→ Given text

2) PNoC Architecture: The on-chip PNoC handles the communication and coherence traffic between L1-L2, L2-L3, and L3-DRAM. The global network topology connecting the compute chiplets is a PNoC-based Single-Writer Multiple-Reader (SWMR) link as illustrated in Fig. 2(c). The SWMR topology is mapped onto a U-shaped spiral of waveguides on the interposer. The TxRx chiplets, described in Sec. III-A4, are responsible for the Electrical-to-Optical (E-O) and Optical-to-Electrical (O-E) conversion. Each of the six compute chiplets accesses the PNoC through a TxRx chiplet with a 96-bit wide interface operating at 750MHz. Two TxRx chiplets are used for servicing external IO and DRAM requests. Each wavelength supports a data rate of 12Gbps, resulting in a peak aggregate bandwidth of 576Gbit/s.

3) Microring Resonator Group (MRRG): Each TxRx chiplet connects to an MRRG on the interposer. For every MRRG, there is one Tx waveguide and seven Rx waveguides coming from the other MRRGs forming a spiral of SWMR links as depicted in Fig. 2(c). All six wavelengths are evenly spaced in a free spectral range (FSR) of 10.8nm, resulting in a 1.8nm spacing between adjacent laser wavelengths, around a center wavelength of 1310nm. These wavelengths are modulated by Tx MRRs, and the destination TxRx chiplet filters those signals using six of its 42 Rx MRRs. We assume that all the 48 MRRs in an MRRG are normally maintained slightly off-resonance by the TxRx chiplet so that they are immediately responsive when required for communication [13].

4) TxRx Chiplets: A TxRx chiplet consists of the electronic circuity for E-O and O-E conversion, as shown in Fig. 2(d). For every Tx MRR in an MRRG, there is a 16:1 serializer and a modulation driver. Similarly, for every Rx MRR in an MRRG, there is a filter bias, a TIA and a comparator. We assume that an analog thermal control loop (as shown in recent work [13]) detects the photodiode current and applies the heating power to thermally tune and lock the MRRs to the nearest laser wavelength. Finally, FIFO queues and multiplexers handle the flow control and communicate with the compute chiplets using local 2.5D passive connections.

→ Aim of the task
Answer these questions from the photonic network text:
1. What data rate does each wavelength support?
2. What is the spacing between adjacent laser wavelengths?
3. What circuitry does a TxRx chiplet provide for every Tx MRR in an MRRG?

Natural-language object grounding data
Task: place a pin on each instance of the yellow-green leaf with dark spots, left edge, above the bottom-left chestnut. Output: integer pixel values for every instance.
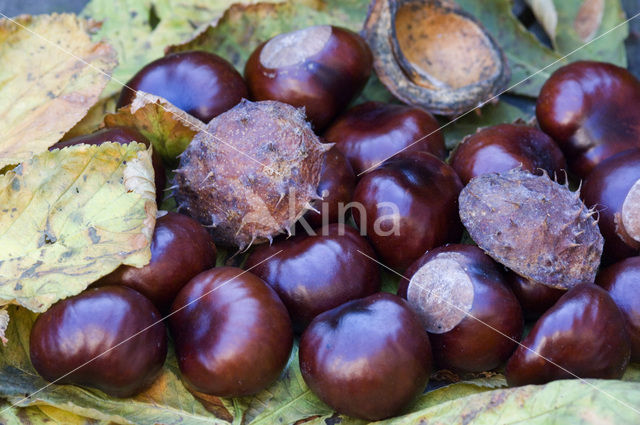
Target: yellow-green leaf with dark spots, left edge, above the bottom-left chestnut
(71, 216)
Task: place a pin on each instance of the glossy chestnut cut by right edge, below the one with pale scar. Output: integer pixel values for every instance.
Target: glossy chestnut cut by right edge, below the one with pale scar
(622, 281)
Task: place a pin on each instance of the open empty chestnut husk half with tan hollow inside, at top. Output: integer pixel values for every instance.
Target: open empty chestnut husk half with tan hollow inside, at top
(431, 53)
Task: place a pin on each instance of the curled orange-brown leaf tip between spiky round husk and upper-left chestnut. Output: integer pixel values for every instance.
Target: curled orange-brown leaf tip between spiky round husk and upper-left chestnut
(169, 128)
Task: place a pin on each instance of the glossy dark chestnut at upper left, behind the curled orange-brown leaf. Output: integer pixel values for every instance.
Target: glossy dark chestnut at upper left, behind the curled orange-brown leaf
(200, 83)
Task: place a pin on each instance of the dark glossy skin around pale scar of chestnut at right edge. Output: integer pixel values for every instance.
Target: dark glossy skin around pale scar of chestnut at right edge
(606, 189)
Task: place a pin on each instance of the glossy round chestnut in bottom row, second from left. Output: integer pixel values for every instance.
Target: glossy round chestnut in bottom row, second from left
(233, 334)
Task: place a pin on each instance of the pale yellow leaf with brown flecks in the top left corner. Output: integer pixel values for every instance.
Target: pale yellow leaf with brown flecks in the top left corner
(45, 91)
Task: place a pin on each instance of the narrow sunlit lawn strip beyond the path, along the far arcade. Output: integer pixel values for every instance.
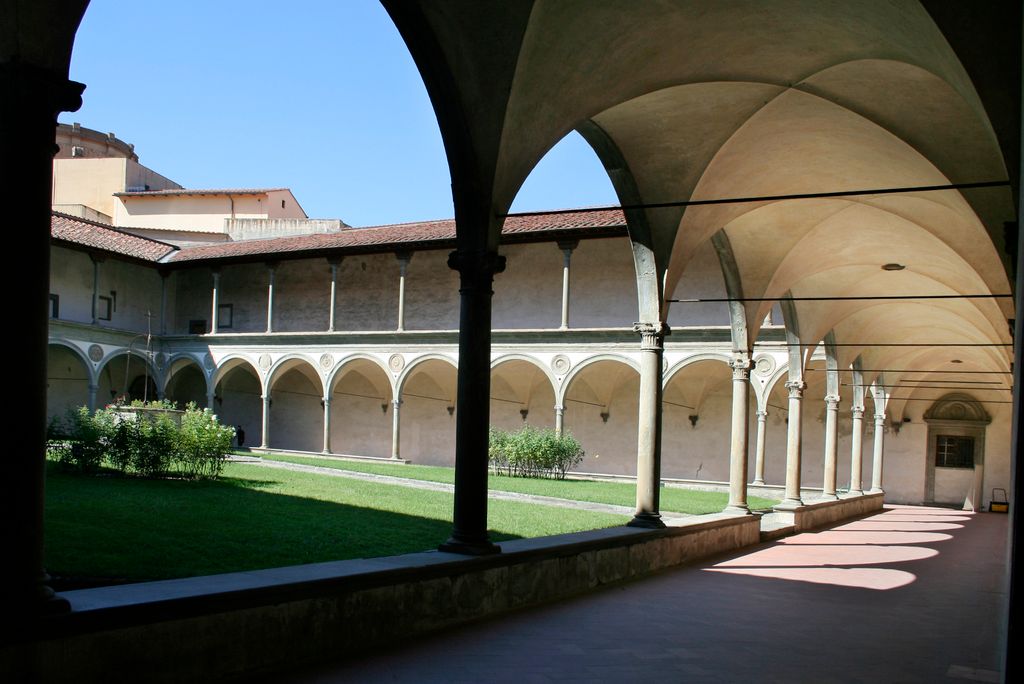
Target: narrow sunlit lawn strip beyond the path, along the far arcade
(674, 500)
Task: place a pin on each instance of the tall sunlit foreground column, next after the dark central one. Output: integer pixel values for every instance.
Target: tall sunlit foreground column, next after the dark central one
(650, 423)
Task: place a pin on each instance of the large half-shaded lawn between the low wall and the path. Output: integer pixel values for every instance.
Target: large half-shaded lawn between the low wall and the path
(132, 529)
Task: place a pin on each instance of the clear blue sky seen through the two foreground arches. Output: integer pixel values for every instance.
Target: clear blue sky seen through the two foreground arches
(324, 100)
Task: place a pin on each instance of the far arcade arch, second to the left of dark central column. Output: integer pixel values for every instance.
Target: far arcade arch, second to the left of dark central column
(362, 392)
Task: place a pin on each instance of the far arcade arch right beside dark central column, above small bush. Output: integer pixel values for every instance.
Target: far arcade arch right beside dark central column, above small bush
(521, 383)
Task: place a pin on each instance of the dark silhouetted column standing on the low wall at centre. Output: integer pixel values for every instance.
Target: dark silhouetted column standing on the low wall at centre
(477, 272)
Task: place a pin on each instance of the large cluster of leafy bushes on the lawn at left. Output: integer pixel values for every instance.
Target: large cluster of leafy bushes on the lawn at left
(151, 445)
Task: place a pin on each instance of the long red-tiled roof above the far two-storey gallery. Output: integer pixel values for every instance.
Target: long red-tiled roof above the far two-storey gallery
(420, 234)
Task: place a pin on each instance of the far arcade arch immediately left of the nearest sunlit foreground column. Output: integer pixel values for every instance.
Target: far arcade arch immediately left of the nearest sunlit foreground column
(602, 406)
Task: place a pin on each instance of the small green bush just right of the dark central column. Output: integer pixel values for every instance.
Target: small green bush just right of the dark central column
(533, 453)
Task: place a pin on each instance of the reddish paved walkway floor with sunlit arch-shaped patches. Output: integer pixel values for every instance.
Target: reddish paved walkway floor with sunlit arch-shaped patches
(909, 595)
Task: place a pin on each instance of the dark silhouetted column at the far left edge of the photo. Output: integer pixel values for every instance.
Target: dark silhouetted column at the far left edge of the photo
(30, 100)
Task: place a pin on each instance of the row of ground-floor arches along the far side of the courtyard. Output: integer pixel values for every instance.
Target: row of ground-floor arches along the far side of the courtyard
(286, 407)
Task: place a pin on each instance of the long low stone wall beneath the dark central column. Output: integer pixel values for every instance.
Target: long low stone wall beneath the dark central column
(262, 622)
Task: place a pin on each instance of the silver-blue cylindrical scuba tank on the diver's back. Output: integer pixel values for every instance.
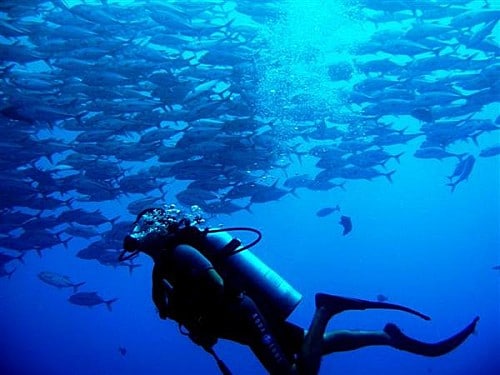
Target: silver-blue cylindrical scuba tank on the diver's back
(248, 273)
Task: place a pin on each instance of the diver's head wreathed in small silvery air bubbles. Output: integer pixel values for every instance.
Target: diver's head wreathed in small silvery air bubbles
(153, 228)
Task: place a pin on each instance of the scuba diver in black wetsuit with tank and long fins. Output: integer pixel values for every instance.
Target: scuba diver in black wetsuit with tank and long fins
(214, 288)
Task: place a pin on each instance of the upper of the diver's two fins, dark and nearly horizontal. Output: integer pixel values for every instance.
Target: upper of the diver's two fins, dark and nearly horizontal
(337, 304)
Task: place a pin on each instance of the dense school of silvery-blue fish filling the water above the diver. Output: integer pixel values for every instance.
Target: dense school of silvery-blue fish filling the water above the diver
(103, 102)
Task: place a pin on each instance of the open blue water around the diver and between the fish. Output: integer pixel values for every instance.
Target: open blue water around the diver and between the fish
(412, 240)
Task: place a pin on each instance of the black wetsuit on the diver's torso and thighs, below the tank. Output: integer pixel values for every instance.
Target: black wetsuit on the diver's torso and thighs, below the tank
(209, 314)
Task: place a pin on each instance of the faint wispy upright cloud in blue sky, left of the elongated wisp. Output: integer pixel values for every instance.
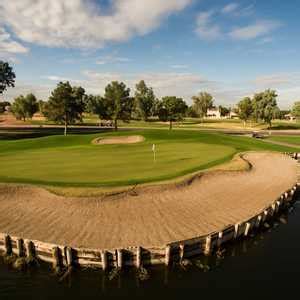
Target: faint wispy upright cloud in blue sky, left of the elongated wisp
(205, 29)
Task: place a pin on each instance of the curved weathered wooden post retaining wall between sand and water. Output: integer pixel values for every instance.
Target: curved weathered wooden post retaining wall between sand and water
(64, 256)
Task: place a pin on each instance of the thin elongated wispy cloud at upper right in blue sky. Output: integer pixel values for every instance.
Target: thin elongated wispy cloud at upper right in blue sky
(252, 31)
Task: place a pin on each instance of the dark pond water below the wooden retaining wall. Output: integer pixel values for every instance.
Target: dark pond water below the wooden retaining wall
(266, 261)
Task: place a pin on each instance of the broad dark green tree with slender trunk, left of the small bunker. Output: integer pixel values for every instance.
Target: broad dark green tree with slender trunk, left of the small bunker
(63, 106)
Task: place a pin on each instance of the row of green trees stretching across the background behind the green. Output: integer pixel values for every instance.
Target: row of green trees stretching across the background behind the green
(67, 104)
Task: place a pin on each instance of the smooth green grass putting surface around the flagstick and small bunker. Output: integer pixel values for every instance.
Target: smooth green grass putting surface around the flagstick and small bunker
(75, 161)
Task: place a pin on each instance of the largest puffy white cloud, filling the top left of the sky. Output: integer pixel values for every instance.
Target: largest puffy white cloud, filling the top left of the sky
(84, 23)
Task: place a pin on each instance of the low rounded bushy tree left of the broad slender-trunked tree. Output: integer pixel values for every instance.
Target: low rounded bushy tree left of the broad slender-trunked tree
(25, 107)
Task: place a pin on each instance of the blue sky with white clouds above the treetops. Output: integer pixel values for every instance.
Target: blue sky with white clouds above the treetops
(230, 49)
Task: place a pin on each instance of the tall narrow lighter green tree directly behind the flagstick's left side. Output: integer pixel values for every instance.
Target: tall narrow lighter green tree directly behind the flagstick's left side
(145, 100)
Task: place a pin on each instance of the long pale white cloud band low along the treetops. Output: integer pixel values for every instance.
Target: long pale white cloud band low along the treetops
(182, 84)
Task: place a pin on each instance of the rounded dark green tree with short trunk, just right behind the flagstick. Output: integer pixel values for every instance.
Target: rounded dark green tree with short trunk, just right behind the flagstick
(172, 109)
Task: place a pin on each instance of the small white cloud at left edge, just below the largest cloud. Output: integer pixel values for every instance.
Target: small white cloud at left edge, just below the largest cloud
(9, 47)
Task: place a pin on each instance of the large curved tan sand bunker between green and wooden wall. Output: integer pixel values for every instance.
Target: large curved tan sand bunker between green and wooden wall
(151, 216)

→ Output
1. 12Gbps
2. 1.8nm
3. A 16:1 serializer and a modulation driver